* **Reading text**
──────────

Diagnosis Anniversary

JackieP

My diagnosis date is coming up tomorrow and I've got lots of contrasting feelings about it. Its been four years now since the doctor gave me the horrible news and I can still remember exactly what he said and how I felt. 

I feel like I've come a long way since then through all the treatment and recovery but at the same time I feel like Im still back there in that hospital room. The diagnosis date brings all the fear back and I don't seem to be able to get over it. 

Is there a way you deal with it healthily? 

 

lauratheexplorer

It's not been so long for me so I don't have any real experience with anniversaries yet. I hope today hasn't been too painful, and you've been able to focus on the positive through all the negative memories xx

laura

I find cancerversaries much like scans - quite stressful! 

With each passing year, it's like I'm counting down the years of my life until I definitely have the all clear - when those five years are up. The anniversaries remind me that my life feels almost on hold. Really don't want to live like that! xx

bigheart555

I get this too hun.. I try not to think about it when it comes around. My husband remembered the first year and he took me out to dinner in the evening nice thought but I ended up crying at the table. 

Don't think he'll be doing that again lol xxx

LindaH

I have just had my first anniversary mammogram was clear and will see oncologist on 31st August just for my medication review.l didn't feel elated l just thought ok carry on until anniversary  number two.As they say it's the club no one wants to join

Scott

Until you have been in a doctors office for “the chat” it’s impossible to imagine how you will deal with subsequent anniversaries. I have actually found them perversely quite a positive experience because they mean that the treatments I have had in the previous year have worked. 

On diagnosis day 24th March 2016 , statistically my chances of making it to the anniversary were no better than 50%.. So , recently passing the third year mark of the date, confirmed that I had fallen into the positive half of the coin toss. 

Dates I do focus on in a meaningful, champagne cork popping kind of way ,are the bone marrow transplant event and the day I had my CAR T-Cell therapy which has put me into remission (31st July 2018) . I guess it’s being a bit selective with which dates are relevant to positive progress, I will always tend to focus on those notches on the calendar, rather than times I’d rather not recall with any kind of affection.

──────────

* **Given records**
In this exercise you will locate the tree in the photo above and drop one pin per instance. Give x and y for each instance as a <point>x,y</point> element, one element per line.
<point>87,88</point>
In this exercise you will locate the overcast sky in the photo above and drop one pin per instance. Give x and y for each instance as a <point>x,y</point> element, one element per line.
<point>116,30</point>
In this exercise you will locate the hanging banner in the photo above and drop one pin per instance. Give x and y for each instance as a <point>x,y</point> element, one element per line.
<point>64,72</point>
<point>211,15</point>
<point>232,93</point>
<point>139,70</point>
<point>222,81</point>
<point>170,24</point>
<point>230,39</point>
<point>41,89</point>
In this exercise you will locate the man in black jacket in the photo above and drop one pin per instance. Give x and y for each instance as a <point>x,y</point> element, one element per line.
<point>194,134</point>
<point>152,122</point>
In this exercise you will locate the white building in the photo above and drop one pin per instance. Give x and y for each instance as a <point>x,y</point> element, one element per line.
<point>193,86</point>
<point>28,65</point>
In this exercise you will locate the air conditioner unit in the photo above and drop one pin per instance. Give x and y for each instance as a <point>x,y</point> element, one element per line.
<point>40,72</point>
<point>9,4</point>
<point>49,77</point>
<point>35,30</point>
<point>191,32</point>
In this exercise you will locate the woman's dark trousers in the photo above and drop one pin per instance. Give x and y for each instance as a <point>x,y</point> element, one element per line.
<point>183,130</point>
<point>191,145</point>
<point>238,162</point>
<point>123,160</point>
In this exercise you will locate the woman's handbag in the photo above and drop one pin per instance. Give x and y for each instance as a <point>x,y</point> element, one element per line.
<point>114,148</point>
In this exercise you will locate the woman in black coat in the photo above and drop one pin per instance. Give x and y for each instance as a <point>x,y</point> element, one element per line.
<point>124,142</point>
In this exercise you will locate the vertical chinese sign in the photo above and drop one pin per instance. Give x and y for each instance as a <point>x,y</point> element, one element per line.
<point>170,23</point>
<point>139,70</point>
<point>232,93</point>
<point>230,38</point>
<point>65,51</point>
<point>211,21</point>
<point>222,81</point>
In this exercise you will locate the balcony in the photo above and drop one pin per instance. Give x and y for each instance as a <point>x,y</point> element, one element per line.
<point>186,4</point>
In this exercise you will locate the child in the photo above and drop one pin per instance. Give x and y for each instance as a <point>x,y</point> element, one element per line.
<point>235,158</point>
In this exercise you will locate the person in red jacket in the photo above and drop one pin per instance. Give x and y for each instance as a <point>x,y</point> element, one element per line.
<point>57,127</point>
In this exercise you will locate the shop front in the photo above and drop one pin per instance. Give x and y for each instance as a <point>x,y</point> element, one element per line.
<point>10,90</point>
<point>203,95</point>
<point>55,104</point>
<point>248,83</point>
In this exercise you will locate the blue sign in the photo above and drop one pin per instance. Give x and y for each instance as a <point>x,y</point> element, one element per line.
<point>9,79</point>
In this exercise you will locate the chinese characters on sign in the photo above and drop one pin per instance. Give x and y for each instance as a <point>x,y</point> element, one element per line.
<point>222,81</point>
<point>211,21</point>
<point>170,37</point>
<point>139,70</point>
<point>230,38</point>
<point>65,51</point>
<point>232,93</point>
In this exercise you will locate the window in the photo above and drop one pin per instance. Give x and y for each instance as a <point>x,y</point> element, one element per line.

──────────

* **Activity**
Can you copy the forum thread on diagnosis anniversaries starting at "It's not been" and ending at "- quite stressful!", substituting "diagnosis anniversaries" for "cancerversaries"? Use nothing but the forum thread on diagnosis anniversaries.

* **Response for this exercise**
It's not been so long for me so I don't have any real experience with anniversaries yet. I hope today hasn't been too painful, and you've been able to focus on the positive through all the negative memories xx

laura

I find diagnosis anniversaries much like scans - quite stressful!